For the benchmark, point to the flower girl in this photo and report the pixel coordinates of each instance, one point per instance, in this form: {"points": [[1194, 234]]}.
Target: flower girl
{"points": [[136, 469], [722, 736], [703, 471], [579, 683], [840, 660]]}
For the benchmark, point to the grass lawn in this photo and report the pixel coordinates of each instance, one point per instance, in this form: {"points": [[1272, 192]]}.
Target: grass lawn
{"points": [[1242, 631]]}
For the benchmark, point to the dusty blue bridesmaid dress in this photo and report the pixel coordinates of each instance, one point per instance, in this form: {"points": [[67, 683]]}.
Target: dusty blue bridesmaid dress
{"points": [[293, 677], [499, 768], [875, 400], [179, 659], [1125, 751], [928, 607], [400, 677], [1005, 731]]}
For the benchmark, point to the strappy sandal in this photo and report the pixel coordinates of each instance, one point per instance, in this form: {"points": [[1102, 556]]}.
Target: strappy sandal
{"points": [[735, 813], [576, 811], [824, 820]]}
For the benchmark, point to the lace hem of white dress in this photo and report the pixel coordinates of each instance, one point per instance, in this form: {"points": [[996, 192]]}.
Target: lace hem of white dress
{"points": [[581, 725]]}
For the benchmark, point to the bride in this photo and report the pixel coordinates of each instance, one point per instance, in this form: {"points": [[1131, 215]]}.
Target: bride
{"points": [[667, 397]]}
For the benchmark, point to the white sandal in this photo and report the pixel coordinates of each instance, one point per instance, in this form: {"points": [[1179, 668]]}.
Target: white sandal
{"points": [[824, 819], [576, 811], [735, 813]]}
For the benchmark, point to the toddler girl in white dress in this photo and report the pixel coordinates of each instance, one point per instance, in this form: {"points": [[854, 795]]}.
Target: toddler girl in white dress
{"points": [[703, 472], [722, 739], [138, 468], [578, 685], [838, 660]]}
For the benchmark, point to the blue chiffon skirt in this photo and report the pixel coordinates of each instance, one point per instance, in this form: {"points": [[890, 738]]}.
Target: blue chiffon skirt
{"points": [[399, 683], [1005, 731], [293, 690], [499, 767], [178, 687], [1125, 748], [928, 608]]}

• • • •

Transcribe the data. Leave every line exactly as it is.

For the benchmark, point to the flower girl in this photo and report the pixel coordinates of each instance, one point per instance, in this form: {"points": [[1194, 234]]}.
Target: flower girl
{"points": [[136, 469], [722, 736], [703, 471], [579, 683], [840, 660]]}
For the benchmark, point to the grass lawn in this photo and report the pixel coordinates of each instance, one point per instance, in this form: {"points": [[1272, 192]]}.
Target: grass lawn
{"points": [[1242, 631]]}
For the benchmark, point to the dusty blue bridesmaid dress in this photo and report the pixel coordinates of each instance, one point per instance, in this form: {"points": [[67, 683]]}.
Target: dusty blue bridesmaid dress
{"points": [[293, 677], [499, 768], [875, 400], [179, 659], [1125, 751], [928, 607], [400, 677], [1005, 731]]}
For the benchmark, point to the strappy sandal in this photo and report the pixel coordinates of each instance, one point per instance, in this form: {"points": [[1102, 556]]}.
Target: strappy sandal
{"points": [[735, 813], [576, 811], [824, 820]]}
For the benchmark, point to the lace hem of white dress in this photo and report the pixel coordinates of each instance, one point per instance, in this form: {"points": [[996, 192]]}.
Target: lace hem of white dress
{"points": [[581, 725]]}
For the benchmark, point to the bride in this photo and report the pixel coordinates of each instance, one point per instance, in this form: {"points": [[1131, 215]]}.
Target: bride
{"points": [[667, 397]]}
For the benchmark, point to the white sandal in this photo and report the pixel coordinates of each instance, one point per instance, in this form: {"points": [[1179, 668]]}.
Target: white sandal
{"points": [[824, 819], [576, 811], [735, 813]]}
For the benchmark, point to the toddler girl in white dress in this photo and report the pixel coordinates of each instance, one point per instance, in this form: {"points": [[854, 795]]}.
Target: toddler girl in white dress
{"points": [[703, 472], [722, 739], [138, 468], [578, 685], [838, 660]]}
For the benchmark, point to the blue chiffon skirt in this photo and report the pixel coordinates of each instance, one point per instance, in this form: {"points": [[890, 738]]}.
Target: blue chiffon skirt
{"points": [[399, 683], [1005, 731], [293, 690], [499, 767], [178, 687], [1125, 748], [928, 608]]}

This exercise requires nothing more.